OBJECTIVE: Give the lines again exactly, from the one holding "Please determine if any column" to the last line of the listing below, both ends included and nothing added.

:::::

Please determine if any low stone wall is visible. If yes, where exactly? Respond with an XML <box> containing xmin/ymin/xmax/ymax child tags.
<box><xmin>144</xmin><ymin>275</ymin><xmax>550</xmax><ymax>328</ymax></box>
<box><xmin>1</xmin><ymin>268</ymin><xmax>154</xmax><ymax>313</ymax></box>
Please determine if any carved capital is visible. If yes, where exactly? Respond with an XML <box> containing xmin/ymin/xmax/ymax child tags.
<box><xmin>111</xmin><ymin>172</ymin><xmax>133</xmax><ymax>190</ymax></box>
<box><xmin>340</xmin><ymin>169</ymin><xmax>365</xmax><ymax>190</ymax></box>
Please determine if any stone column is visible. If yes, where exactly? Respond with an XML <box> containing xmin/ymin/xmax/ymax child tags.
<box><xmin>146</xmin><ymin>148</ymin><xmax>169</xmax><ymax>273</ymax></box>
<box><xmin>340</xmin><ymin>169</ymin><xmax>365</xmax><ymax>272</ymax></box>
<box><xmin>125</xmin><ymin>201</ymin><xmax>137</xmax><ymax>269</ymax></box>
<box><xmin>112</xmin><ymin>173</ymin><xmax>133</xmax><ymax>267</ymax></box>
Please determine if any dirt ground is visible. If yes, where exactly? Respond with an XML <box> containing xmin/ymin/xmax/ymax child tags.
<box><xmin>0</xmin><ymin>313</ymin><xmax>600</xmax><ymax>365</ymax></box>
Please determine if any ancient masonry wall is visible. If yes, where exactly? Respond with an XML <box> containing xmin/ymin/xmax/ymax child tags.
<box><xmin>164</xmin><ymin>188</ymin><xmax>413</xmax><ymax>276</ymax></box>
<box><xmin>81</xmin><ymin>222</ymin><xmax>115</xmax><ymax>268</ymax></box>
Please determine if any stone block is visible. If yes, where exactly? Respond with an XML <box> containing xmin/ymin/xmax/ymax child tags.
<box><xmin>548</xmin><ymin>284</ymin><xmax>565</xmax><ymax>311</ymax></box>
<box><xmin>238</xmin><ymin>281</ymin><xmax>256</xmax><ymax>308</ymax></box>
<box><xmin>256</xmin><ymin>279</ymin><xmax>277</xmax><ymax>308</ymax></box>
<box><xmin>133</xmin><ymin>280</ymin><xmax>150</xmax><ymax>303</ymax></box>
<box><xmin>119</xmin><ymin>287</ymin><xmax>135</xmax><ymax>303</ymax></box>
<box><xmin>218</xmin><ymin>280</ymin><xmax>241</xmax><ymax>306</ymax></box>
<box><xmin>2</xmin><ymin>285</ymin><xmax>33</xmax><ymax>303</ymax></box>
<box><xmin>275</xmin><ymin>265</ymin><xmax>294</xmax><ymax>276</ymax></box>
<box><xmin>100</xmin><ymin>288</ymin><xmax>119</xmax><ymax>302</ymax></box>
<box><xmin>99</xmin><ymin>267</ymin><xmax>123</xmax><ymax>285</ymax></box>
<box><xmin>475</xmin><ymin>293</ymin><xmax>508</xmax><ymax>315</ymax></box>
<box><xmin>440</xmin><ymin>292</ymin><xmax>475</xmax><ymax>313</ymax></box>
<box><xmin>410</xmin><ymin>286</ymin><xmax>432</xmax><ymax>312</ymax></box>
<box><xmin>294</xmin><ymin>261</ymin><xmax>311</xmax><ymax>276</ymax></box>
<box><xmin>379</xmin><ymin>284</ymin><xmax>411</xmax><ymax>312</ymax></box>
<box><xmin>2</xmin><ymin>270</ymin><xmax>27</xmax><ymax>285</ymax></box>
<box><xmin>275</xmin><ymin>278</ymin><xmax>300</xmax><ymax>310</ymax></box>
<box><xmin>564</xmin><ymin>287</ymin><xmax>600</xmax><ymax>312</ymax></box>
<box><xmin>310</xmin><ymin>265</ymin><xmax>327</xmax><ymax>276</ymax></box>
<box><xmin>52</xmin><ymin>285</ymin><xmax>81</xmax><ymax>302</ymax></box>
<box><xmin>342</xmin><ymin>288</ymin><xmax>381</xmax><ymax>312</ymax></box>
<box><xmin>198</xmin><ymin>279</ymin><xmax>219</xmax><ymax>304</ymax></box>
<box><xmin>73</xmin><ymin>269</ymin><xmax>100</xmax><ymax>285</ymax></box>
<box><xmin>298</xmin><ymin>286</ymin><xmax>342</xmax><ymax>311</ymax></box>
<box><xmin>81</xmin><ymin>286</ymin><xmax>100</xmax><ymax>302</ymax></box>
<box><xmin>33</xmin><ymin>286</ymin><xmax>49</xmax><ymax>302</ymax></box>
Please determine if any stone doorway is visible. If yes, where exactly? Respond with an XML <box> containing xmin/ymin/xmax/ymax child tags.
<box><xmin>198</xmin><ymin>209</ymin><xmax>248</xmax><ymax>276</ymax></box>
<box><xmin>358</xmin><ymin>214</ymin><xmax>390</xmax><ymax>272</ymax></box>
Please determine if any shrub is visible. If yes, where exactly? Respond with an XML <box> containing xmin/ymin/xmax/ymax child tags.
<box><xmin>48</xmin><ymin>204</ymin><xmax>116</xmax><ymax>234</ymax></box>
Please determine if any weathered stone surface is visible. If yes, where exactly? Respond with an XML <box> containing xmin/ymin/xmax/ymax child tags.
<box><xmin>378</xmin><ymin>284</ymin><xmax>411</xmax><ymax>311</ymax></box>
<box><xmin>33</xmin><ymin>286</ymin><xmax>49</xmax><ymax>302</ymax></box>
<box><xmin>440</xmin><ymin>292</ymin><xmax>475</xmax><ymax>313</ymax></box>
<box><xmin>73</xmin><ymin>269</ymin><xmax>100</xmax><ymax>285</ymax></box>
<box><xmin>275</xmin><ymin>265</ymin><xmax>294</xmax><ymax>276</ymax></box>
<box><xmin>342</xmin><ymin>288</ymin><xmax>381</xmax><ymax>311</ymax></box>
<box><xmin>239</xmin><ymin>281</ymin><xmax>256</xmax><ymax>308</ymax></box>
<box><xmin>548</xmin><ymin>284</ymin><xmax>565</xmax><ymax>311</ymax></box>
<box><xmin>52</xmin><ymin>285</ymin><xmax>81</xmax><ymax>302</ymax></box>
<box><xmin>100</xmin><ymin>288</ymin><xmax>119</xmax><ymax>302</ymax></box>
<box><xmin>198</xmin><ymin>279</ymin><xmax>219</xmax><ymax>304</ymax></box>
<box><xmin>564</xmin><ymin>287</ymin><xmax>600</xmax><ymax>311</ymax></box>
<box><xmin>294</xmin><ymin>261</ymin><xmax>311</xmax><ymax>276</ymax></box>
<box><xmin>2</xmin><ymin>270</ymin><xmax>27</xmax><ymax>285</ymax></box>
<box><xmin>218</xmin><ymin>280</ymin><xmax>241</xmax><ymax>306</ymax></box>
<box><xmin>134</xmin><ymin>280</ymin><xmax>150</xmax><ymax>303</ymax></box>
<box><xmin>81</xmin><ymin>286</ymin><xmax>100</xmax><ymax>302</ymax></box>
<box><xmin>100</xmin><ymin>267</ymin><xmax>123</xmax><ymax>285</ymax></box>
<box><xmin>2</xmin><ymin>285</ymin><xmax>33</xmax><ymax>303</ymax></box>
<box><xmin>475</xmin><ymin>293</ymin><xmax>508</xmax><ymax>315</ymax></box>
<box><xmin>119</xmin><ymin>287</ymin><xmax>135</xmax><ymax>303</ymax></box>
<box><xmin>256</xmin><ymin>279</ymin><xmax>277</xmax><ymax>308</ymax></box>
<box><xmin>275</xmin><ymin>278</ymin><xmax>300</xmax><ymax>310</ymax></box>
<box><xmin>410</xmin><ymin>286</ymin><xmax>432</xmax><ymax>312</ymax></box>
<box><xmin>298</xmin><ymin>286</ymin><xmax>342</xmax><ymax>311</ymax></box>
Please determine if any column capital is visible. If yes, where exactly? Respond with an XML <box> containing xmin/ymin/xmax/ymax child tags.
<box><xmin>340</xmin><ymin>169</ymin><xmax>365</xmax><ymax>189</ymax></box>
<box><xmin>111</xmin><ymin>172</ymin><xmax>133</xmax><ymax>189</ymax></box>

:::::

PROBLEM SOLUTION:
Please determine if any column capital is visible. If yes, where exactly? Respond with an XML <box> containing xmin/ymin/xmax/ymax child tags.
<box><xmin>340</xmin><ymin>169</ymin><xmax>365</xmax><ymax>189</ymax></box>
<box><xmin>111</xmin><ymin>172</ymin><xmax>133</xmax><ymax>189</ymax></box>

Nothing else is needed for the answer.